• [Your instructions] Return every entry exactly as written.
--- START Data for processing ---
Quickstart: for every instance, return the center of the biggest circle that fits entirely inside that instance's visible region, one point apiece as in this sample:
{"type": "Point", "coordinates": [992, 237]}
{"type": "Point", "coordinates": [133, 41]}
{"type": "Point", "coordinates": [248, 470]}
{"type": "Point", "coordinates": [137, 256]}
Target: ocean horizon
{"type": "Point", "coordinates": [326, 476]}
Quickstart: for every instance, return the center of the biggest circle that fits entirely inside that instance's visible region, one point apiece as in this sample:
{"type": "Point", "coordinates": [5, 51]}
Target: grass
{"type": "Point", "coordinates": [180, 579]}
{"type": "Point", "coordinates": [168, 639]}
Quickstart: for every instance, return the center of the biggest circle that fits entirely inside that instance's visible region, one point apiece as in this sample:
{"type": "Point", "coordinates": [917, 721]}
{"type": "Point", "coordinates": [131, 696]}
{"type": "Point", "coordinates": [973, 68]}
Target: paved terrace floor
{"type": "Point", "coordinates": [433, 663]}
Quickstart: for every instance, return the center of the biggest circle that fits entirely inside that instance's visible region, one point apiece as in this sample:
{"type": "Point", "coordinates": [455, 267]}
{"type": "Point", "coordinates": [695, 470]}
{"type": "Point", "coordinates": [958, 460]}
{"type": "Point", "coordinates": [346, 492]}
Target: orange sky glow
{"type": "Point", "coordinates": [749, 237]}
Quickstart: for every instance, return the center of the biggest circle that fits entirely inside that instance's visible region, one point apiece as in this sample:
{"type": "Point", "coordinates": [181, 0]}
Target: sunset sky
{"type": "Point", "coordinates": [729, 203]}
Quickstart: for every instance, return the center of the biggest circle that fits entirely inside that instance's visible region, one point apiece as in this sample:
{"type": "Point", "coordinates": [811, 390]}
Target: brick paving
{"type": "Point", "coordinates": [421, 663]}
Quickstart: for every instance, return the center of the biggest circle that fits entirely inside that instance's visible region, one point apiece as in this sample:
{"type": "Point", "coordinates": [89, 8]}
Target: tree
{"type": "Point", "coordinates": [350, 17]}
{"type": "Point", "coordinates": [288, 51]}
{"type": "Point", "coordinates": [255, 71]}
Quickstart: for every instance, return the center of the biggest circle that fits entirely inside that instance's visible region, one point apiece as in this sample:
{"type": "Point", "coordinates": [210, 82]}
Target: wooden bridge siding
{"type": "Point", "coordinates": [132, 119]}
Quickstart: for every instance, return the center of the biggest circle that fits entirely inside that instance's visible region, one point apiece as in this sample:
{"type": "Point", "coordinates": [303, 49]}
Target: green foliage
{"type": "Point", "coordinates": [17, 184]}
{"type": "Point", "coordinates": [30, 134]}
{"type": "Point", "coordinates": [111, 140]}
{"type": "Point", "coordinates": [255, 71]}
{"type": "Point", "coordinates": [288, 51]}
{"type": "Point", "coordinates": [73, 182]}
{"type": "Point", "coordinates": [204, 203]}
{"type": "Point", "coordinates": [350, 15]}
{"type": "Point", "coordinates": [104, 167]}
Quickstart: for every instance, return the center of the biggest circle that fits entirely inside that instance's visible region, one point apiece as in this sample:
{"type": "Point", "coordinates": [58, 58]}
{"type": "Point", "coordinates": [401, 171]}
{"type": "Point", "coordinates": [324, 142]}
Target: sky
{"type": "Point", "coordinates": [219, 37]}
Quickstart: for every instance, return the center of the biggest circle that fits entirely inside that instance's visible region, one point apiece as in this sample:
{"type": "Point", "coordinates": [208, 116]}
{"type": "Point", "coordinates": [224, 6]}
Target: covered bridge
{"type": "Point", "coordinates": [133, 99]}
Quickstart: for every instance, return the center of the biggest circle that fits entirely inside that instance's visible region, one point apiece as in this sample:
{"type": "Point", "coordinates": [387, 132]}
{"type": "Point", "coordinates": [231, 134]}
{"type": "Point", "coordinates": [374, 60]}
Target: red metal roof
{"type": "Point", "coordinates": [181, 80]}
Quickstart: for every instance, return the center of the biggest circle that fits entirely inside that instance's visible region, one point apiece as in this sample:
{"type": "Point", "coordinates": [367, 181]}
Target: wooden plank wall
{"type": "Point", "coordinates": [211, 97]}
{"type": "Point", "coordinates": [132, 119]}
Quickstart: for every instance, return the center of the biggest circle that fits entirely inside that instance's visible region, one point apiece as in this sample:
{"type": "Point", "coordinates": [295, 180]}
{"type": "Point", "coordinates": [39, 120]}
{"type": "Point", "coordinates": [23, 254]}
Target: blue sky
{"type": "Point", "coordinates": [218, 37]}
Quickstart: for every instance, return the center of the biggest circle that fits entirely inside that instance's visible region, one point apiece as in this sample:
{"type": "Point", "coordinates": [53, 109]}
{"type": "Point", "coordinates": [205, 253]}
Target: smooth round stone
--- END Data for processing ---
• [Answer in full]
Quickstart: for every instance, return the center of the biggest circle that fits entirely inside that instance's visible region, one point apiece as in this sample:
{"type": "Point", "coordinates": [992, 237]}
{"type": "Point", "coordinates": [133, 41]}
{"type": "Point", "coordinates": [248, 470]}
{"type": "Point", "coordinates": [137, 256]}
Target: ocean horizon
{"type": "Point", "coordinates": [326, 476]}
Quickstart: for every instance, return the center of the biggest circle that fits entirely inside that instance's visible region, one point apiece as in this sample:
{"type": "Point", "coordinates": [5, 51]}
Target: grass
{"type": "Point", "coordinates": [180, 579]}
{"type": "Point", "coordinates": [168, 639]}
Quickstart: for every instance, return the center of the biggest circle that fits entirely inside that instance's visible region, one point apiece as in this sample:
{"type": "Point", "coordinates": [917, 721]}
{"type": "Point", "coordinates": [131, 696]}
{"type": "Point", "coordinates": [973, 68]}
Target: paved terrace floor
{"type": "Point", "coordinates": [433, 663]}
Quickstart: for every instance, return the center of the biggest circle that fits entirely inside that instance's visible region, one point apiece as in this sample:
{"type": "Point", "coordinates": [455, 267]}
{"type": "Point", "coordinates": [695, 470]}
{"type": "Point", "coordinates": [958, 460]}
{"type": "Point", "coordinates": [346, 492]}
Target: orange sky glow
{"type": "Point", "coordinates": [749, 237]}
Quickstart: for every instance, return the center of the biggest circle that fits entirely inside that instance's visible region, one point apiece as in this sample:
{"type": "Point", "coordinates": [181, 0]}
Target: sunset sky
{"type": "Point", "coordinates": [729, 203]}
Quickstart: for every instance, return the center of the biggest circle that fits entirely inside that instance's visible region, one point apiece as in this sample:
{"type": "Point", "coordinates": [811, 390]}
Target: brick paving
{"type": "Point", "coordinates": [421, 663]}
Quickstart: for every instance, return the center of the biggest circle that fits entirely inside that instance's visible region, one point apiece as in this sample:
{"type": "Point", "coordinates": [89, 8]}
Target: tree
{"type": "Point", "coordinates": [350, 17]}
{"type": "Point", "coordinates": [288, 51]}
{"type": "Point", "coordinates": [255, 71]}
Quickstart: for every instance, return the center of the biggest circle that fits entirely inside that instance's visible region, one point apiece as in this sample:
{"type": "Point", "coordinates": [210, 82]}
Target: wooden bridge siding
{"type": "Point", "coordinates": [132, 119]}
Quickstart: for every instance, return the center of the biggest circle that fits entirely inside that instance's visible region, one point apiece as in this sample:
{"type": "Point", "coordinates": [303, 49]}
Target: green foliage
{"type": "Point", "coordinates": [17, 184]}
{"type": "Point", "coordinates": [30, 134]}
{"type": "Point", "coordinates": [111, 140]}
{"type": "Point", "coordinates": [255, 71]}
{"type": "Point", "coordinates": [288, 51]}
{"type": "Point", "coordinates": [73, 182]}
{"type": "Point", "coordinates": [204, 203]}
{"type": "Point", "coordinates": [350, 15]}
{"type": "Point", "coordinates": [104, 167]}
Quickstart: for every instance, return the center of the biggest circle that fits entirely inside that instance's visible region, one point apiece as in this sample:
{"type": "Point", "coordinates": [58, 58]}
{"type": "Point", "coordinates": [401, 171]}
{"type": "Point", "coordinates": [324, 142]}
Target: sky
{"type": "Point", "coordinates": [219, 37]}
Quickstart: for every instance, return the center of the biggest circle that fits entirely inside that instance's visible region, one point apiece as in this sample:
{"type": "Point", "coordinates": [208, 116]}
{"type": "Point", "coordinates": [224, 6]}
Target: covered bridge
{"type": "Point", "coordinates": [133, 99]}
Quickstart: for every instance, return the center of the biggest circle that fits entirely inside that instance's visible region, one point apiece as in this sample:
{"type": "Point", "coordinates": [387, 132]}
{"type": "Point", "coordinates": [231, 134]}
{"type": "Point", "coordinates": [374, 60]}
Target: red metal roof
{"type": "Point", "coordinates": [181, 80]}
Quickstart: for every instance, return the center of the biggest circle that fits entirely inside that instance's visible region, one point apiece as in this sample:
{"type": "Point", "coordinates": [367, 181]}
Target: wooden plank wall
{"type": "Point", "coordinates": [211, 97]}
{"type": "Point", "coordinates": [132, 119]}
Quickstart: for every instance, return the center of the biggest circle that fits entirely inside that instance's visible region, one point apiece as in this sample:
{"type": "Point", "coordinates": [295, 180]}
{"type": "Point", "coordinates": [39, 120]}
{"type": "Point", "coordinates": [23, 254]}
Target: blue sky
{"type": "Point", "coordinates": [218, 37]}
Quickstart: for every instance, return the center of the biggest circle that fits entirely inside that instance's visible region, one point apiece as in this sample:
{"type": "Point", "coordinates": [53, 109]}
{"type": "Point", "coordinates": [205, 253]}
Target: smooth round stone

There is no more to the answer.